> _Texte_
◆ ◆ ◆ ◆
University of Minnesota



E. I. F. c. Pays-Bas, Communication No. 15/1999, U.N. Doc. CERD/C/58/D/15/1999 (2001).




Présentée par
: E.I.F. (représenté par un conseil)

Au nom de: L'auteur

État partie intéressé: Pays-Bas

Date de la communication: 4 mai 1998 (date de la lettre initiale)

Le Comité pour l'élimination de la discrimination raciale, créé en application de l'article 8 de la Convention internationale sur l'élimination de toutes les formes de discrimination raciale,

Réuni le 21 mars 2001,

Ayant achevé l'examen de la communication n° 15/1999, soumise au Comité en vertu de l'article 14 de la Convention internationale sur l'élimination de toutes les formes de discrimination raciale,

Ayant pris en considération tous les renseignements écrits qui lui avaient été communiqués par l'auteur et l'État partie,

Tenant compte de l'article 95 de son règlement intérieur, en vertu duquel il est tenu de formuler son opinion sur la communication dont il est saisi,

Adopte le texte ci-après:


OPINION


1. L'auteur de la communication est E.I.F., citoyen néerlandais d'origine surinamaise. Sa communication a été soumise pour la première fois au Comité par son conseil le 4 mai 1998. Le 8 juillet 1999, celui-ci a fourni des renseignements complémentaires.
◆ ◆ ◆ ◆
> _Enregistrements du corpus_
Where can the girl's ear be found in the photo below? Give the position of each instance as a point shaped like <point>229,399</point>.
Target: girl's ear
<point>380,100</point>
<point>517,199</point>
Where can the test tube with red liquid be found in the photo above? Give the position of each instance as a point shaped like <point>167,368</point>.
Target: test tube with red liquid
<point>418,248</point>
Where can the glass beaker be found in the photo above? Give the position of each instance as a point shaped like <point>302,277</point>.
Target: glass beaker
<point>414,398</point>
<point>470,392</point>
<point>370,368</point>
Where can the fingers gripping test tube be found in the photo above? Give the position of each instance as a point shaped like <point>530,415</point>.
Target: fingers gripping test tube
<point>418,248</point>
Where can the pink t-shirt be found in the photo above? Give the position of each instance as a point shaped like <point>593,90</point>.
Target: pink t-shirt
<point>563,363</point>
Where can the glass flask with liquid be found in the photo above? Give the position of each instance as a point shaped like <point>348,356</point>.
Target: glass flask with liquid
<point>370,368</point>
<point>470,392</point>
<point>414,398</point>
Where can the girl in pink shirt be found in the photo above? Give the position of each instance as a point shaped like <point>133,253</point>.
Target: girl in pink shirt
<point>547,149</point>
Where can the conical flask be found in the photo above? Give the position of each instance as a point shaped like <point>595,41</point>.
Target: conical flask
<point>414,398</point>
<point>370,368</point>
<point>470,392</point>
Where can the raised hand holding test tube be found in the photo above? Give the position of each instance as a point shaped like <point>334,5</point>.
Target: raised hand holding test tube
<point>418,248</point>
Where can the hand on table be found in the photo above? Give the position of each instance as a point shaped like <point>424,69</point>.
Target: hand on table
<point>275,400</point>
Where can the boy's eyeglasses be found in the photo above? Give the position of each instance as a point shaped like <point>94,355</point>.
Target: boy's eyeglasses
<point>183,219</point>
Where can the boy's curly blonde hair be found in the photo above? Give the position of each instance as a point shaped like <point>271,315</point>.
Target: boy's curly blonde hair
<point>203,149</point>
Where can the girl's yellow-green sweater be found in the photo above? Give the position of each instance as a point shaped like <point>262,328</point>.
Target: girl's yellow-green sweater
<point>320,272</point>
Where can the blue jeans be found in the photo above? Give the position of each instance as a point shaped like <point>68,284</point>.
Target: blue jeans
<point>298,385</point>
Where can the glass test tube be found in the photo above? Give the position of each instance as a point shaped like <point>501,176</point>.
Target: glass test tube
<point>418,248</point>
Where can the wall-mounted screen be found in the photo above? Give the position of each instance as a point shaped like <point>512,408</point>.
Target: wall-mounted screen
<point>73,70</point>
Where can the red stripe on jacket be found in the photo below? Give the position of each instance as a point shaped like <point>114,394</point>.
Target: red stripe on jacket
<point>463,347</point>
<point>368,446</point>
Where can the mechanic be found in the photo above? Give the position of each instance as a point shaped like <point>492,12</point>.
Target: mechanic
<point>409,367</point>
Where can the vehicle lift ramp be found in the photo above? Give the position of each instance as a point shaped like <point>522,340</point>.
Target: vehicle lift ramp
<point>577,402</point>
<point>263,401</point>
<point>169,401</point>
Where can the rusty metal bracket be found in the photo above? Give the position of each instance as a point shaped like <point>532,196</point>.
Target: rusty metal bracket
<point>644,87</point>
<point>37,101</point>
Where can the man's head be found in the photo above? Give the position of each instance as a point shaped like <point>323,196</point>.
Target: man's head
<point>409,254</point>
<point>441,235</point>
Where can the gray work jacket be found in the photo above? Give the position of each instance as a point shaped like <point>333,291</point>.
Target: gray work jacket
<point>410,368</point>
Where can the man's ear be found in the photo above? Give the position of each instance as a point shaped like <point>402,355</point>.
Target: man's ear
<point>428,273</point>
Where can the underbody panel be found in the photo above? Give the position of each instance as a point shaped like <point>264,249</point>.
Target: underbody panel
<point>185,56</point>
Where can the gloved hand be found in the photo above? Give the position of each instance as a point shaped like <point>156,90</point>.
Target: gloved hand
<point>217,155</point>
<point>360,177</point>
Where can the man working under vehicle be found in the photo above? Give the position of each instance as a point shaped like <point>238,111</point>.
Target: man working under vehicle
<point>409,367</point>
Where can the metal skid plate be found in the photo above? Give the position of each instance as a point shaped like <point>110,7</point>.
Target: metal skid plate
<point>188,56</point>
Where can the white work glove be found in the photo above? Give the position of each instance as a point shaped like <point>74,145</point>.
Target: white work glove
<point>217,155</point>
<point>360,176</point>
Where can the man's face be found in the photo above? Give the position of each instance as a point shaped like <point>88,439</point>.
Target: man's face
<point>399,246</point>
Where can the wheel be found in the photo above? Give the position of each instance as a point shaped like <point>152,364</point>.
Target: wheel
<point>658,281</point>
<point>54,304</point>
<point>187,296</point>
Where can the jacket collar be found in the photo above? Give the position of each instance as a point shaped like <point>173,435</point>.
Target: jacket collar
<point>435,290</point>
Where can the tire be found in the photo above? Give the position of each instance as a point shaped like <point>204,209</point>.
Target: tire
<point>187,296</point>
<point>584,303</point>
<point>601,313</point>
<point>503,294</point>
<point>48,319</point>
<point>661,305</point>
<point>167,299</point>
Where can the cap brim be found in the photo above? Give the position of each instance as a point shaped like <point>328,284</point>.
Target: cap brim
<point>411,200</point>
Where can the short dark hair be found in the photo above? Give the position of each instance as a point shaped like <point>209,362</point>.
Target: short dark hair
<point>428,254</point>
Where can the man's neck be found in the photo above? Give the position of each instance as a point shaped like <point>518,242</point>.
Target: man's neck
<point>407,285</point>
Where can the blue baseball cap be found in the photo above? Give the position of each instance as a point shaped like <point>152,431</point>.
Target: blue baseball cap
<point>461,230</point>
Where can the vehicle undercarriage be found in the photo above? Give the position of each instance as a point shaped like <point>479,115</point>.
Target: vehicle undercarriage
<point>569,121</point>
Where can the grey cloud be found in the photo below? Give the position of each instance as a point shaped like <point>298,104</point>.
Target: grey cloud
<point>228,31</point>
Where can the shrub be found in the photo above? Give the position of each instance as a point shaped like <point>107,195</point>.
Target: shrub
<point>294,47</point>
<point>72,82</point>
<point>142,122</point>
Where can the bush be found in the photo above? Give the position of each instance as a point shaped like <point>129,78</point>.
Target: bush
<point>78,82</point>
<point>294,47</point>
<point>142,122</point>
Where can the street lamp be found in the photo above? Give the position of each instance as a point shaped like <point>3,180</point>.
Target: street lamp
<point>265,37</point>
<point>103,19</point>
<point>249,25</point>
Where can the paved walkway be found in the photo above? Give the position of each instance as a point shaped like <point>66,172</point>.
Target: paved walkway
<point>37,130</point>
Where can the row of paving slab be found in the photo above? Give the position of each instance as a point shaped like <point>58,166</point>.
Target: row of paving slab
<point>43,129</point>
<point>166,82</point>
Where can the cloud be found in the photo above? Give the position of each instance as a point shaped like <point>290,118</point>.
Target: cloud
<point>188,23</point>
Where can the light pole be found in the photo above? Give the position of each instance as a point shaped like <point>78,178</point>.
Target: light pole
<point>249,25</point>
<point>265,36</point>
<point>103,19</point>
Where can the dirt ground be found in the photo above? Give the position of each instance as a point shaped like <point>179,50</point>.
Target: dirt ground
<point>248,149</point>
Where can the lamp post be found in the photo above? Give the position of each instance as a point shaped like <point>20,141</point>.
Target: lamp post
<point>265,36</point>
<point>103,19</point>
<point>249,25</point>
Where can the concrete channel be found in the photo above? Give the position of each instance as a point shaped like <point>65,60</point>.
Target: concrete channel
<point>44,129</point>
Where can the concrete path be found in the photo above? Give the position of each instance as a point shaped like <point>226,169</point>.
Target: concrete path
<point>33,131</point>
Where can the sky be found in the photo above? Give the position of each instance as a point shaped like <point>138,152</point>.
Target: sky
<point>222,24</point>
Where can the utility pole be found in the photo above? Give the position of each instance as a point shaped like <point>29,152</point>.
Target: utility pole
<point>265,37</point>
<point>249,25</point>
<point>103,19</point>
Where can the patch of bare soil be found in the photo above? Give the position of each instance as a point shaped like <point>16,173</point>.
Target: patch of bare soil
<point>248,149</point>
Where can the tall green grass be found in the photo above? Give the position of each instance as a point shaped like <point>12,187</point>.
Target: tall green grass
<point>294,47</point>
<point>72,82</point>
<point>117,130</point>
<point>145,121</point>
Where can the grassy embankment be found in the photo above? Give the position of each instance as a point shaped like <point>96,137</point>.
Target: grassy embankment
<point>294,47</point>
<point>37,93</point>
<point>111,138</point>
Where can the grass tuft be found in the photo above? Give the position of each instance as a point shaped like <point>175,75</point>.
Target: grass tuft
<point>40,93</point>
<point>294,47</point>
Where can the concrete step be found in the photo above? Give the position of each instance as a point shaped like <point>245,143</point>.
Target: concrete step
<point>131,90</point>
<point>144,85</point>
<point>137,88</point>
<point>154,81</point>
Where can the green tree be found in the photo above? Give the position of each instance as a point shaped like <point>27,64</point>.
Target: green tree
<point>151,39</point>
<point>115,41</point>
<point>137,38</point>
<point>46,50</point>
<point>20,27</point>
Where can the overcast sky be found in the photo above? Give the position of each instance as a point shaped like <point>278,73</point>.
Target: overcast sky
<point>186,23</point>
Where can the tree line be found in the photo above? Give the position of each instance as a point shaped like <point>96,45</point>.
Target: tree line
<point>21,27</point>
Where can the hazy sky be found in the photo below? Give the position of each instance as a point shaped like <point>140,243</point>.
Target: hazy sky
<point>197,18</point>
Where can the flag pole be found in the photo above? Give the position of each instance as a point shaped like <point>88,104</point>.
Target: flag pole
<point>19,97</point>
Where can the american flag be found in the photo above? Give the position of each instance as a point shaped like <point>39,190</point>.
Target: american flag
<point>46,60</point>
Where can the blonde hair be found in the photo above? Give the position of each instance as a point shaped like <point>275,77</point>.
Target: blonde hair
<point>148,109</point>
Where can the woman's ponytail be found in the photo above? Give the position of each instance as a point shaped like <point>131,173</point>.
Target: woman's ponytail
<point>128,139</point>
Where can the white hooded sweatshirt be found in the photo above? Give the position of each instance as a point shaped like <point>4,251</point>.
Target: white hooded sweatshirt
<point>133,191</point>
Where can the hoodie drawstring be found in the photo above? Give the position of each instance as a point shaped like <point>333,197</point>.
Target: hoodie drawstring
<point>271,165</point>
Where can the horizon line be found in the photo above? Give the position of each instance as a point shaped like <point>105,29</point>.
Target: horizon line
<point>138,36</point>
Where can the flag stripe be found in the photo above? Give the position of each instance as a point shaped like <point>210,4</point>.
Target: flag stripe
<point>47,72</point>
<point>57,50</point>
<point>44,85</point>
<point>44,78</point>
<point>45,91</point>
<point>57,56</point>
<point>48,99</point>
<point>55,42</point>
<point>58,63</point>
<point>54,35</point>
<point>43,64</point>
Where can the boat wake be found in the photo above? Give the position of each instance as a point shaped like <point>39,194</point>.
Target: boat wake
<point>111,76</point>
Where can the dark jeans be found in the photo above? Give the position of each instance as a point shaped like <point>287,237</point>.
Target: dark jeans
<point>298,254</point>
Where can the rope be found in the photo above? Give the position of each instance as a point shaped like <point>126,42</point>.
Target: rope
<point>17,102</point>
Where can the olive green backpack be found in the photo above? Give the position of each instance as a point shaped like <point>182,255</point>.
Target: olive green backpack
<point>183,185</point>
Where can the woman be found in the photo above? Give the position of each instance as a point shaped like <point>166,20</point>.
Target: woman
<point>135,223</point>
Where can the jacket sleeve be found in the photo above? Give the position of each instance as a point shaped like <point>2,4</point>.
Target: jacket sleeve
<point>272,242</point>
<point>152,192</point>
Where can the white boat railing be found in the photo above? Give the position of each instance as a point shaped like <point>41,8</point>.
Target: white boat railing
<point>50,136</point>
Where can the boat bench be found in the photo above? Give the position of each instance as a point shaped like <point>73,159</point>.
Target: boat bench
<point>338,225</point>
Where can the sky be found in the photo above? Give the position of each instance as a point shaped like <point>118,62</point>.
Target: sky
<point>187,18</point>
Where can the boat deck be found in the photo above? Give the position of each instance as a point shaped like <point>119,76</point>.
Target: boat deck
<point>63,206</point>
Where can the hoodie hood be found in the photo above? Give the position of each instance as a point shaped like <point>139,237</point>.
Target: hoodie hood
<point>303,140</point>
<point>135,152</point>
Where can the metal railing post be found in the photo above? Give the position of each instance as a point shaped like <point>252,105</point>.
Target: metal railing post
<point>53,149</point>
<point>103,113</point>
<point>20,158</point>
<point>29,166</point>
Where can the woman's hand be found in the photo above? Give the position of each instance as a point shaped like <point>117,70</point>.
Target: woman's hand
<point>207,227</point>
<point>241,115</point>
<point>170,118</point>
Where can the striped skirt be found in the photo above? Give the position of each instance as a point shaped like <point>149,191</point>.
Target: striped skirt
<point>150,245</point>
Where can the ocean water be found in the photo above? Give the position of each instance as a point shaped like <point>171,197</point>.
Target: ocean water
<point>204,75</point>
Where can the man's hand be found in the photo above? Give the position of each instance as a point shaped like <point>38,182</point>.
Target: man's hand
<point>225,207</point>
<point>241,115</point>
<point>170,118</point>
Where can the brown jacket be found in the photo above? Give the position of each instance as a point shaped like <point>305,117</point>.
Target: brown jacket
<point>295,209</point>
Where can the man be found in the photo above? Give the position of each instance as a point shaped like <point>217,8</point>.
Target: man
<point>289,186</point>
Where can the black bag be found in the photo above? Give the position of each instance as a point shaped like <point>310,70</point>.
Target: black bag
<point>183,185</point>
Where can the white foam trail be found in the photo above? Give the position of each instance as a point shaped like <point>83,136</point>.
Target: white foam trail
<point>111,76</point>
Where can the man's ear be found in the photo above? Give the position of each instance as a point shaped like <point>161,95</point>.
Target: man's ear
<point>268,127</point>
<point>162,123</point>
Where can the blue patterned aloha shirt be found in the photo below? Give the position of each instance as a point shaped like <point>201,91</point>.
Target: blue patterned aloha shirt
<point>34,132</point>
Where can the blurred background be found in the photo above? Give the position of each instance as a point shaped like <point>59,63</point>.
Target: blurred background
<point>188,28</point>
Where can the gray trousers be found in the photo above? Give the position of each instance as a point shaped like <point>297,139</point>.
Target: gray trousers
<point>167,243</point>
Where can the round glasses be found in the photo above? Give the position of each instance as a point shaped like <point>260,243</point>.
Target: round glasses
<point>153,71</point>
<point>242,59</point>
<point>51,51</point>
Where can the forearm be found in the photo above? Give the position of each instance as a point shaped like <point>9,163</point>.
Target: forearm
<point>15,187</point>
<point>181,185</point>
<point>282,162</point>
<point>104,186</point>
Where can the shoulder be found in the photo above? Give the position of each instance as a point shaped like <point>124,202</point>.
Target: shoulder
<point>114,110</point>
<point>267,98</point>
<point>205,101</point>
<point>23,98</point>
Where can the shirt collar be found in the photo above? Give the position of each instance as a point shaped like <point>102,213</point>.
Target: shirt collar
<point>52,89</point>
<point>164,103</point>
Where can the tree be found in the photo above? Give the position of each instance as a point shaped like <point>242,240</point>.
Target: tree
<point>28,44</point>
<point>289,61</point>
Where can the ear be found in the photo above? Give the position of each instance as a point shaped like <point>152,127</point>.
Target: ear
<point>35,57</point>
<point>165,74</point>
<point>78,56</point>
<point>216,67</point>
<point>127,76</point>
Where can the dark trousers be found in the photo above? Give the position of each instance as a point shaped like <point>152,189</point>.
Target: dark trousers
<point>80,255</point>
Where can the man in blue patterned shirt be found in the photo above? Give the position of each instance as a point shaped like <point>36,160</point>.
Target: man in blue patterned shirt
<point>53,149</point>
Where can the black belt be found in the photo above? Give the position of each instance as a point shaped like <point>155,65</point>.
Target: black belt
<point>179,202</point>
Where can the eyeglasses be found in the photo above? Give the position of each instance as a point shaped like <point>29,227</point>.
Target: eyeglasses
◆ ◆ ◆ ◆
> _Questions sur le texte_
• 1. Recopiez le passage du texte qui va de "University of Minnesota" à "par un conseil)".
• 2. Répondez à ces questions à l'aide du texte :
(a) Quel est l'État partie intéressé ?
(b) À quelle date le Comité s'est-il réuni ?
(c) De quelle origine est l'auteur de la communication ?
• 3. Selon le texte, pourquoi le Comité formule-t-il une opinion sur la communication ? Répondez en une à trois phrases.

> _Réponses par consigne_
• 1.
University of Minnesota



E. I. F. c. Pays-Bas, Communication No. 15/1999, U.N. Doc. CERD/C/58/D/15/1999 (2001).




Présentée par
: E.I.F. (représenté par un conseil)

• 2.
(a) Les Pays-Bas.
(b) Le 21 mars 2001.
(c) Il est d'origine surinamaise.

• 3. Le Comité tient compte de l'article 95 de son règlement intérieur. Cet article l'oblige à formuler son opinion sur la communication dont il est saisi.